#### Stated exercise:
Locate every line in the records that contains the string "house" and copy each one. Case counts.

------ Data in this exercise ------

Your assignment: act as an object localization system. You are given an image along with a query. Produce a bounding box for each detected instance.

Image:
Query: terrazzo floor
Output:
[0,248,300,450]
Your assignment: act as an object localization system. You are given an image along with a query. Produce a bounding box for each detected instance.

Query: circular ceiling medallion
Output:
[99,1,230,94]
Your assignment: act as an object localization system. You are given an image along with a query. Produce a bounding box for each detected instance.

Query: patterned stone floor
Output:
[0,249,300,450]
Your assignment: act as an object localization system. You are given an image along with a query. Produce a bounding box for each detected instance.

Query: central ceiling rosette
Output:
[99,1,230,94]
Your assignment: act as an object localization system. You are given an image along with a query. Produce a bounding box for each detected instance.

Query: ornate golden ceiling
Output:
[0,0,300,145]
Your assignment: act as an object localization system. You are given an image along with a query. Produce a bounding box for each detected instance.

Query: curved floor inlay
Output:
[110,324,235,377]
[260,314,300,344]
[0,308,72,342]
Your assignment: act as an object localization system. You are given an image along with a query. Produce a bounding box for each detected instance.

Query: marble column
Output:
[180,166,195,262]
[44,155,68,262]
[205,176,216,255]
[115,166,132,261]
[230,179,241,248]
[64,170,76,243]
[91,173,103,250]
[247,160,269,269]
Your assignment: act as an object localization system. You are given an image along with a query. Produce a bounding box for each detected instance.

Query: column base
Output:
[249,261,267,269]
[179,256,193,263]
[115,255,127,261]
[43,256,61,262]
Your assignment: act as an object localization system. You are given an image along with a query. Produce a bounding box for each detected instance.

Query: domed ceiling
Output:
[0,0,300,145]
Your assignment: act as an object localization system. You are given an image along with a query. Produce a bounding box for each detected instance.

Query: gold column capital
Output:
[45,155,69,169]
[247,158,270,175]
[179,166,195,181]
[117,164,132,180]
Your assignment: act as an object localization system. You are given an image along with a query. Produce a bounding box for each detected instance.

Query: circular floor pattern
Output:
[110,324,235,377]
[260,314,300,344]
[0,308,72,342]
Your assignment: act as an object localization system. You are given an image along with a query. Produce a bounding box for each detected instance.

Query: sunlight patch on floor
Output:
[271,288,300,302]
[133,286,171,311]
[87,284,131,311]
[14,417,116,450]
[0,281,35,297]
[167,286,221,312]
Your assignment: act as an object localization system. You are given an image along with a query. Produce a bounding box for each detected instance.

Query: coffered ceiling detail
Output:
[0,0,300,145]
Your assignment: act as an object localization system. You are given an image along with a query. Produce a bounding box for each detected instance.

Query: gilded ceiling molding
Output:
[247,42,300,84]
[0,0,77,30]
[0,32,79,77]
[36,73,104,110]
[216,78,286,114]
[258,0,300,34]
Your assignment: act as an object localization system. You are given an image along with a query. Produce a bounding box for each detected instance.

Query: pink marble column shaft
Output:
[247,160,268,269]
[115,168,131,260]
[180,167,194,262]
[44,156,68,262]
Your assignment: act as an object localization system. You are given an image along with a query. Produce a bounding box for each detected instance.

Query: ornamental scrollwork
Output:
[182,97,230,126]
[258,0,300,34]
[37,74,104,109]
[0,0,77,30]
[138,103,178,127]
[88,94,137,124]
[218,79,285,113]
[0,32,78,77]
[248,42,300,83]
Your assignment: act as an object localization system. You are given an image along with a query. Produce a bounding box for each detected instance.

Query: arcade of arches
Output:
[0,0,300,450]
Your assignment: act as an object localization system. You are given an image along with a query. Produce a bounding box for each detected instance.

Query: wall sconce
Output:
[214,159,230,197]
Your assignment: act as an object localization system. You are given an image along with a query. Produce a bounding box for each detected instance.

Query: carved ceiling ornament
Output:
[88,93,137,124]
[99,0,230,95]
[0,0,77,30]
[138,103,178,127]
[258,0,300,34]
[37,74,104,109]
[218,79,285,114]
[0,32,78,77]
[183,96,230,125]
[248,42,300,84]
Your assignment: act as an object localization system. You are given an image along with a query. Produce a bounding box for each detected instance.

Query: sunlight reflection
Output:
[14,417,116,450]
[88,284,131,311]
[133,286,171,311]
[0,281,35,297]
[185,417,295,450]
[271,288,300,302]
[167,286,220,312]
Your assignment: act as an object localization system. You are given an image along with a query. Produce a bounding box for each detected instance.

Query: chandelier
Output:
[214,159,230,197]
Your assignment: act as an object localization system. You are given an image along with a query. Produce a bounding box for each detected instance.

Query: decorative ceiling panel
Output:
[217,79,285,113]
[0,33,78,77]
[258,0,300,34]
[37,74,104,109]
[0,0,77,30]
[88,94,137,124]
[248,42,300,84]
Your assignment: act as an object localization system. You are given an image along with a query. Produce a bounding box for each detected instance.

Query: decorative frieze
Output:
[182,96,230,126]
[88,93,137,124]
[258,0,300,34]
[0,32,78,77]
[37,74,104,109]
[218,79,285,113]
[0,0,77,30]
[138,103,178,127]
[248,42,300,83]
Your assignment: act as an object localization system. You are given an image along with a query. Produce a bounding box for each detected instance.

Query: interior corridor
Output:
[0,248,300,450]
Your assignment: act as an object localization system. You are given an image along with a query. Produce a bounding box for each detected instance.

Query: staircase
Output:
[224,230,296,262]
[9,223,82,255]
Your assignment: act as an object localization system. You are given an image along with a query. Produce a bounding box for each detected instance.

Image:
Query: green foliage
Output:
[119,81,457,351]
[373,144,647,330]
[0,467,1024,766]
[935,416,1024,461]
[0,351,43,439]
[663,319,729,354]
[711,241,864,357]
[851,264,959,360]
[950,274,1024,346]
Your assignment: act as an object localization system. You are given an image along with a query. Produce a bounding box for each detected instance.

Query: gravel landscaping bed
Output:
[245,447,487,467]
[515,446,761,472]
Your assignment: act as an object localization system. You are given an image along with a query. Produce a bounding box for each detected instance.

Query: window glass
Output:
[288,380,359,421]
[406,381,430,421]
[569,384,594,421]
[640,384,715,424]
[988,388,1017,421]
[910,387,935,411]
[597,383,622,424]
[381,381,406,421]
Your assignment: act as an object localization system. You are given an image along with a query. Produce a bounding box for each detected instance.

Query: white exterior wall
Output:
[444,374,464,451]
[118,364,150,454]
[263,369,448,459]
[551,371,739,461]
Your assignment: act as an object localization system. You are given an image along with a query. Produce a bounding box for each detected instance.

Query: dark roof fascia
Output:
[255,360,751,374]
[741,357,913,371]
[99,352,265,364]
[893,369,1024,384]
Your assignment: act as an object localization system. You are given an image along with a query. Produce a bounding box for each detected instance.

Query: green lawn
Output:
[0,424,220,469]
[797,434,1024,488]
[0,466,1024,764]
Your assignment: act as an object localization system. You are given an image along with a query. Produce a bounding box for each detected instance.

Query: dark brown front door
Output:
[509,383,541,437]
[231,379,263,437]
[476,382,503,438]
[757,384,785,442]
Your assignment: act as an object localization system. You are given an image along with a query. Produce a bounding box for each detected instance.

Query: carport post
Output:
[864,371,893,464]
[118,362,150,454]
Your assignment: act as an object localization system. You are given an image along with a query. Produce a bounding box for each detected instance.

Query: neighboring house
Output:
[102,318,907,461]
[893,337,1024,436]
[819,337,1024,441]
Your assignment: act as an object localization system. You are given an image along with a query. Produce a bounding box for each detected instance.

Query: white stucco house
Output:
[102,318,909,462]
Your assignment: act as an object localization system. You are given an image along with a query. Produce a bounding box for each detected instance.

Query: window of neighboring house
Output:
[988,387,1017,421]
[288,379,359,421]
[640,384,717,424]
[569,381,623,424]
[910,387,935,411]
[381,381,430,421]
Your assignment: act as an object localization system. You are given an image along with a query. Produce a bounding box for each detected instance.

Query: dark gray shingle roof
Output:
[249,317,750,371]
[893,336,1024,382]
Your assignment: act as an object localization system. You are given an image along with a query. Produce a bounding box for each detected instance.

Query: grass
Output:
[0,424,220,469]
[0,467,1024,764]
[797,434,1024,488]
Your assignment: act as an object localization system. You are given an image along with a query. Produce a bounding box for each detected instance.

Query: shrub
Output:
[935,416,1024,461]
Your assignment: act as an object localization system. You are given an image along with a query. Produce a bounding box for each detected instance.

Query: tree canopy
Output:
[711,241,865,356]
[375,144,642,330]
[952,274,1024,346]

------

#### Output of the exercise:
Query: neighboring house
Query: white stucco house
Query: window of neighboring house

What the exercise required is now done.